Extracted records
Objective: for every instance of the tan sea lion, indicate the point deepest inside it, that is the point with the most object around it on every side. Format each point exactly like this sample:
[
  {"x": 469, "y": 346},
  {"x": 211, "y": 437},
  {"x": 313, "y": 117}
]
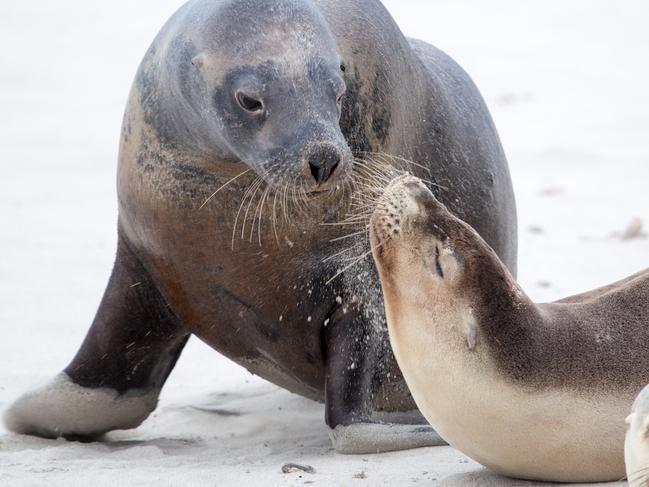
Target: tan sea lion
[
  {"x": 248, "y": 129},
  {"x": 534, "y": 391},
  {"x": 636, "y": 444}
]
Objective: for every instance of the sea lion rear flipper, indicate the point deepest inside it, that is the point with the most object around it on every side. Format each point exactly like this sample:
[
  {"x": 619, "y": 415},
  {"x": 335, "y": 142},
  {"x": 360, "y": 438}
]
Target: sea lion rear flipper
[
  {"x": 361, "y": 389},
  {"x": 115, "y": 379}
]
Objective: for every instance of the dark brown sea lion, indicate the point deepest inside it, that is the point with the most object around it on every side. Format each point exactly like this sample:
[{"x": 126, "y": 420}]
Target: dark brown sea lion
[
  {"x": 248, "y": 132},
  {"x": 535, "y": 391}
]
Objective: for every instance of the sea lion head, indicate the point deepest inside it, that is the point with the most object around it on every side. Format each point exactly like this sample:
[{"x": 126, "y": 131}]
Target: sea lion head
[
  {"x": 636, "y": 445},
  {"x": 267, "y": 80},
  {"x": 416, "y": 242}
]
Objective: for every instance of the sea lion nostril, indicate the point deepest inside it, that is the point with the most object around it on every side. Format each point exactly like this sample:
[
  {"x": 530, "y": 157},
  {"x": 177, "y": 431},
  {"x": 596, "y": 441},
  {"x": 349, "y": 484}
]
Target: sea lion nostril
[{"x": 323, "y": 162}]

Exercise
Copy all of the data above line for line, leaving out the pictures.

Result of this exercise
Objective: for every instance of the tan sea lion, indicate the point deepest inside it, that is the point with the most object around it on every side. Format each point exactly like this sample:
[
  {"x": 469, "y": 346},
  {"x": 211, "y": 437},
  {"x": 313, "y": 117}
]
Target: tan sea lion
[
  {"x": 248, "y": 129},
  {"x": 534, "y": 391},
  {"x": 636, "y": 444}
]
Objective: for every instance of the sea lion rear flipper, indicate the point deepest inside it, that is the point with the most object around it on every side. Format each point exactly like this sample:
[
  {"x": 619, "y": 415},
  {"x": 335, "y": 142},
  {"x": 360, "y": 438}
]
Target: sea lion rear flipper
[
  {"x": 361, "y": 389},
  {"x": 115, "y": 379}
]
Objective: for every instance of the dark brown sea lion, indicate the point deepest inside it, that is the point with the most object around it on every side. Format each point exactly like this sample:
[{"x": 126, "y": 420}]
Target: dark brown sea lion
[
  {"x": 248, "y": 132},
  {"x": 535, "y": 391}
]
Objective: for every instance of the sea lion head, indicate the point deepest inside it, that is the point with the most object around it on every side. Format each point exactly like this sample:
[{"x": 126, "y": 131}]
Target: sea lion head
[
  {"x": 636, "y": 445},
  {"x": 267, "y": 80},
  {"x": 416, "y": 242}
]
Objective: for every instance of the sea lion nostril, indicate the point deepest inside it, that is the point with the most object around it on every side. Format each point exactly like this sample:
[
  {"x": 530, "y": 157},
  {"x": 177, "y": 431},
  {"x": 596, "y": 441},
  {"x": 349, "y": 484}
]
Target: sea lion nostril
[{"x": 323, "y": 162}]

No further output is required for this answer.